### Excerpted text:
Additionally, many companies do not understand how the end of the transition period will affect their production schedules. After finalizing the European Union’s Medical Devices Directives, the Commission of the European Communities issued guidance stating that if non–CE marked devices were placed in the distribution chain before the compliance deadline, the distributors would have two additional years to put these devices into service. “Distribution chain” referred to the path of the medical device once it was sent outside the manufacturer’s premises and control, and before it was sold to the end-user. 

This supplementary period was a late concession intended to assist distributors with surplus stocks of high-cost equipment that they would have been unable to sell before the deadline. It was not intended to be a two-year extension to the mandatory compliance date. In light of this precedent, distributors will have until December 7, 2005, to put non–CE marked products into service, as long as the products are placed in the distribution chain before December 7, 2003. 

Customer expectation is also impacting companies. Manufacturers are finding that requests for CE-marked devices are increasing, especially when they apply for loans and grants that will still be in operation after the compliance deadline. From a regulatory perspective, CE marking is optional before December 7. However, it is increasingly becoming a customer requirement.

This article discusses some common pitfalls in the CE marking process. It will provide guidance for navigating through the CE marking maze and provide tools that companies can use to assess their current state of preparation.

### Exercise description:
Answer these questions from the CE marking excerpt:
1. What did "distribution chain" refer to?
2. Before what date must non–CE marked products be placed in the distribution chain for distributors to have until December 7, 2005, to put them into service?
3. In what situation are manufacturers especially seeing more requests for CE-marked devices?
The saved data entries after this are separate material, apart from the CE marking excerpt.

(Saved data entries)
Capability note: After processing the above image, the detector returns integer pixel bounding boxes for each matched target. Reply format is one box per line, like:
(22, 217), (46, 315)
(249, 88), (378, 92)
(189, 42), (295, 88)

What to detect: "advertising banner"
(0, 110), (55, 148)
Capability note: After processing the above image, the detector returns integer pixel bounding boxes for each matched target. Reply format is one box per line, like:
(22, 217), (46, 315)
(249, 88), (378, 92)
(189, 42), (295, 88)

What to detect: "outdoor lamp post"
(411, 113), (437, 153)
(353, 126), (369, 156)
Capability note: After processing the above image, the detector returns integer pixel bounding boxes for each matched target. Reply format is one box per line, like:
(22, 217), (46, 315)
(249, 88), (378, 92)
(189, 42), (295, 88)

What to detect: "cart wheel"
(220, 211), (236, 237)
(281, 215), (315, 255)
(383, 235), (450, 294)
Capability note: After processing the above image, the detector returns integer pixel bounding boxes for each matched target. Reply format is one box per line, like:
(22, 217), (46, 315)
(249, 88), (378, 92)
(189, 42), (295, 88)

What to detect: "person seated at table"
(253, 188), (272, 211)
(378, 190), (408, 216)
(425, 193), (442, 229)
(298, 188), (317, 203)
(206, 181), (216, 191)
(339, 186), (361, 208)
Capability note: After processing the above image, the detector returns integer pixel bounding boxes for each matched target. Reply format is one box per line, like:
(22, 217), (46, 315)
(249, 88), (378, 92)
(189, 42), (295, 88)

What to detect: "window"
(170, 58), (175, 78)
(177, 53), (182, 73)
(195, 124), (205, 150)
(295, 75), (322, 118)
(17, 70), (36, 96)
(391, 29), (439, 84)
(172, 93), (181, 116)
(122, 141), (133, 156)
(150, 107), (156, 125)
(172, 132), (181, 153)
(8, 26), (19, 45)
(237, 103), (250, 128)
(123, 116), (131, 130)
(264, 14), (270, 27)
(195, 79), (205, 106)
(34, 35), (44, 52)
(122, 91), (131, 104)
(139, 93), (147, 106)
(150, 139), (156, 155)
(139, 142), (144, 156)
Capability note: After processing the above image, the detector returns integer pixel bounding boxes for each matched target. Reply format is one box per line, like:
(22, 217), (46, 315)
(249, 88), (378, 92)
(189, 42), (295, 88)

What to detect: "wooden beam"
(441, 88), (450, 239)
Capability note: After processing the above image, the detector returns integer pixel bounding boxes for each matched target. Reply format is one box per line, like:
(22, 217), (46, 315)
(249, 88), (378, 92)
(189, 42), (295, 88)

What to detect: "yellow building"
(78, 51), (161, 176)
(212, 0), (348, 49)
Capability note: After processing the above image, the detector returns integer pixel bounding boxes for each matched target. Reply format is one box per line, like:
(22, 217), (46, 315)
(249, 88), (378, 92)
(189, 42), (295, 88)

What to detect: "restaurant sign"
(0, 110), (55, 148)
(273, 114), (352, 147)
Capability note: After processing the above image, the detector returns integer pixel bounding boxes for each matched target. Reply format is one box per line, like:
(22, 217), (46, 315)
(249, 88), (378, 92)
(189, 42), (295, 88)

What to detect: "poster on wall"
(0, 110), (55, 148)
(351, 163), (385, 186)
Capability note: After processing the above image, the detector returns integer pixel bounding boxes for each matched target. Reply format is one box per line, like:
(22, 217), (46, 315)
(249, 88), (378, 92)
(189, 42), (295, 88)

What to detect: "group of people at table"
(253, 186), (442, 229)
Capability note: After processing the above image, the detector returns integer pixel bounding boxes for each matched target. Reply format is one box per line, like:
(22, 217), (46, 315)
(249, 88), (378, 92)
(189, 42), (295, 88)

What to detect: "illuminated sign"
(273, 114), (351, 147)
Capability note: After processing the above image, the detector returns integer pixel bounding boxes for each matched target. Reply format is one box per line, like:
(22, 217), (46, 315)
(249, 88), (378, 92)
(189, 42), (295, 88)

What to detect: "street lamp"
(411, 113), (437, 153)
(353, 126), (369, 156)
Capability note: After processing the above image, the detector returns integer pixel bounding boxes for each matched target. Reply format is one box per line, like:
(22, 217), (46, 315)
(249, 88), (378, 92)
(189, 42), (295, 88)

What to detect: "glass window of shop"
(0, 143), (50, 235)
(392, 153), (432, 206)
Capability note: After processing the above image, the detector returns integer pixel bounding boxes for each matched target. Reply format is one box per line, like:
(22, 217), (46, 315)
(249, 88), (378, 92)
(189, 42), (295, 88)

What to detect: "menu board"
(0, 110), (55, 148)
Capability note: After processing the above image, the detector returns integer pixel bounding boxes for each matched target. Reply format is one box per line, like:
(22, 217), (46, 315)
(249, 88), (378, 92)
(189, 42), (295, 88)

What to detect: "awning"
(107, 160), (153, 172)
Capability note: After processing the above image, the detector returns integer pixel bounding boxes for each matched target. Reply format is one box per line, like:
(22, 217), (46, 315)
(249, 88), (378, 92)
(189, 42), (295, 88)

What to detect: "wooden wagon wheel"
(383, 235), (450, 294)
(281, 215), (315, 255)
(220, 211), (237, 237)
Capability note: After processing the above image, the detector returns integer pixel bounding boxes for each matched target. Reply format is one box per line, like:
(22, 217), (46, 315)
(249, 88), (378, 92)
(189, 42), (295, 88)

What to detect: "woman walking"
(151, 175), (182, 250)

### Response to the exercise:
1. The path of the medical device once it was sent outside the manufacturer's premises and control, and before it was sold to the end-user.
2. December 7, 2003.
3. When they apply for loans and grants that will still be in operation after the compliance deadline.